(PROVIDED DATA Opens)

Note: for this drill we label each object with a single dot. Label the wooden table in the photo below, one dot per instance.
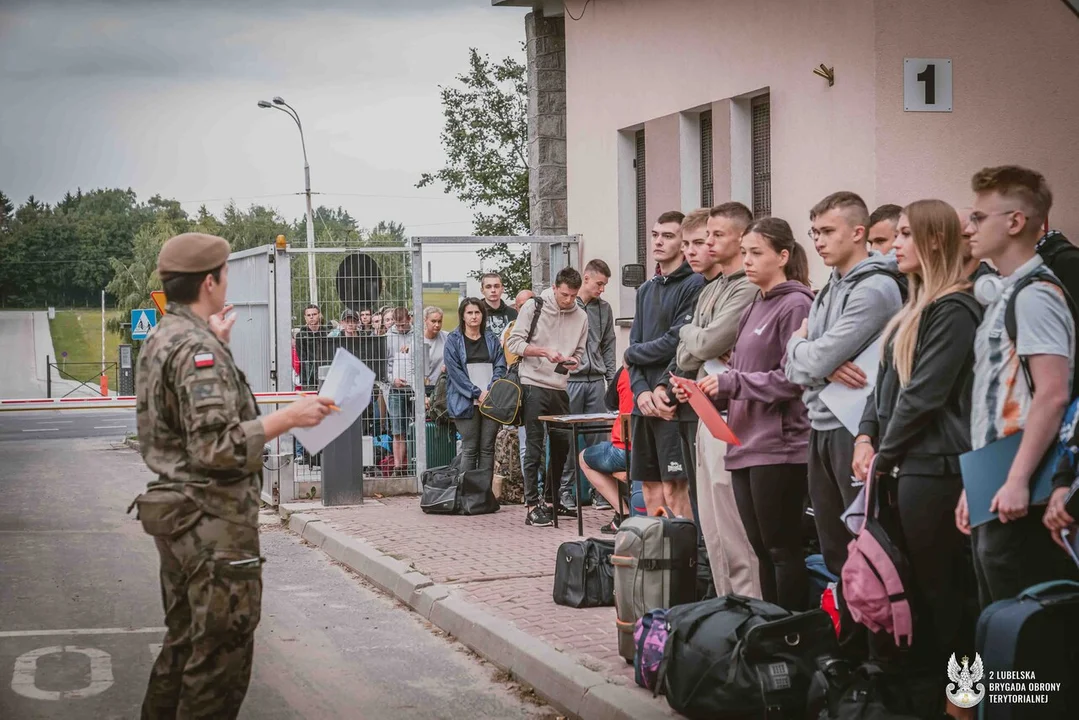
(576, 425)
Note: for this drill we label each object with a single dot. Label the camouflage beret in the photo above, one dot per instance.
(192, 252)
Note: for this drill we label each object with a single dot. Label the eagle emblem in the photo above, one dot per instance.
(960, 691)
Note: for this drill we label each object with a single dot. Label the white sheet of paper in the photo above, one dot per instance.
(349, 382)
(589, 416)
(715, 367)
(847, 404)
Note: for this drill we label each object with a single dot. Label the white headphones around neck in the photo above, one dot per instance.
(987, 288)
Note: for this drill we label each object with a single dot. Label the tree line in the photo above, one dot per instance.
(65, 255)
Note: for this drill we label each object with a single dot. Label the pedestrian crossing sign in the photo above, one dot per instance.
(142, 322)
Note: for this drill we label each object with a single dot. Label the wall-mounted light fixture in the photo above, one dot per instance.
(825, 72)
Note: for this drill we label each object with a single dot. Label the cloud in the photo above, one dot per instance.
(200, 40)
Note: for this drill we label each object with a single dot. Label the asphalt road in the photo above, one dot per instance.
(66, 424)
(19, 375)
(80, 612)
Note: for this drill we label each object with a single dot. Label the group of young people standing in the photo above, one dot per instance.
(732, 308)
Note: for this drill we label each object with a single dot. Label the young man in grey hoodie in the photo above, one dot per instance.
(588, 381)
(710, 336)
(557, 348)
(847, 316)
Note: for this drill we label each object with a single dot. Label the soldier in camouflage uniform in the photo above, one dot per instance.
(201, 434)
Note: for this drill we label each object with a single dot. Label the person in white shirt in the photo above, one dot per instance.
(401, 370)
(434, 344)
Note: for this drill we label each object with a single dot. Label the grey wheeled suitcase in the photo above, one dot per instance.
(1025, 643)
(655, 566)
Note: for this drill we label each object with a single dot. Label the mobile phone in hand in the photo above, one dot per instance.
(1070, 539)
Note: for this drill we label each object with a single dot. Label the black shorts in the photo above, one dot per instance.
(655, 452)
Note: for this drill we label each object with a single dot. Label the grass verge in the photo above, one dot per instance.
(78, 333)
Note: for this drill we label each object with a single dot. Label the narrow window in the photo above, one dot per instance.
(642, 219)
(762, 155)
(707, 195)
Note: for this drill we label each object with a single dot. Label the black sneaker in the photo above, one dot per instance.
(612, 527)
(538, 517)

(PROVIDED DATA Closes)

=== WORK ORDER ===
Would you write out the data exactly, with no pictures in the copy?

=== RESPONSE FOR THIS EXERCISE ===
Note: for this drill we label each object with a single dot. Label the wooden table in the photo below, one dot per instance.
(576, 425)
Note: for this drill we label each object with a single dot. Label the camouflage beret in the photo above, one dot per instance.
(192, 252)
Note: for this drill we label each object with a single dot. Label the eagle emblem in the photo above, one dot per instance.
(960, 691)
Note: for this drill we label each object with a single dot. Label the white sheet of paper in the photo above, one dot per instance.
(349, 382)
(589, 416)
(715, 367)
(847, 404)
Note: for this drill we label each object with a single dot. Label the white headphones around neck in the photo above, one dot per instance.
(987, 288)
Note: for this drill we label each object with a single dot. Label the tree line in the photo above, one dot per instance.
(65, 255)
Note: for this drill we label each object with a single dot. Label the pedestrian crossing sign in the photo above, one dot per instance.
(142, 322)
Note: for this drill we label each object with a single dot. Label the wall-mounted light fixture in the photo above, one dot per instance.
(825, 72)
Note: for this drill we label each object with a single dot. Label the cloud in the photo above, one dot per instance.
(200, 40)
Note: for this drill we label each object with a single dot. Label the asphalt road in the photo above, one dot per instance.
(66, 424)
(19, 375)
(80, 612)
Note: for this drill we label each object with a single dot. Label the group of young people standing in the photo above, one dot per instance.
(732, 308)
Note: for this drill we label each object with a single dot. Label the young man in grey hoodie in the photo above, one dot per instance.
(588, 381)
(710, 336)
(557, 348)
(847, 316)
Note: for this drill we label each object with a single dot. Label the soldier in camouflage uniform in the photo above, one dot per instance.
(201, 434)
Note: for this drill we label each object with a single dot. Label the person in white shirt in the photo above, one dot per instance.
(401, 370)
(434, 344)
Note: for this drill we label each object with a single dot. Label the grey wheeled suitcase in the photo above, one dot per instance.
(1025, 643)
(655, 566)
Note: for this drill we label each object with a single dot. Label the mobile phone in hand in the photo above, one dot per instance.
(1070, 539)
Note: for this drill we label each object with a single dot. Label the black shorts in the photo above, one dot per instance.
(655, 452)
Note: for this drill we label each object with a single dot. Label the grass verge in the photo above, one dot per instance.
(78, 333)
Note: for this drill we label each object with a single dot. Label the narrow window in the photo above, one dot per instance.
(642, 219)
(762, 155)
(707, 195)
Note: for this drill we label each object with a single dot. Label the black sneaker in the photo above, one dot per instance.
(612, 527)
(538, 517)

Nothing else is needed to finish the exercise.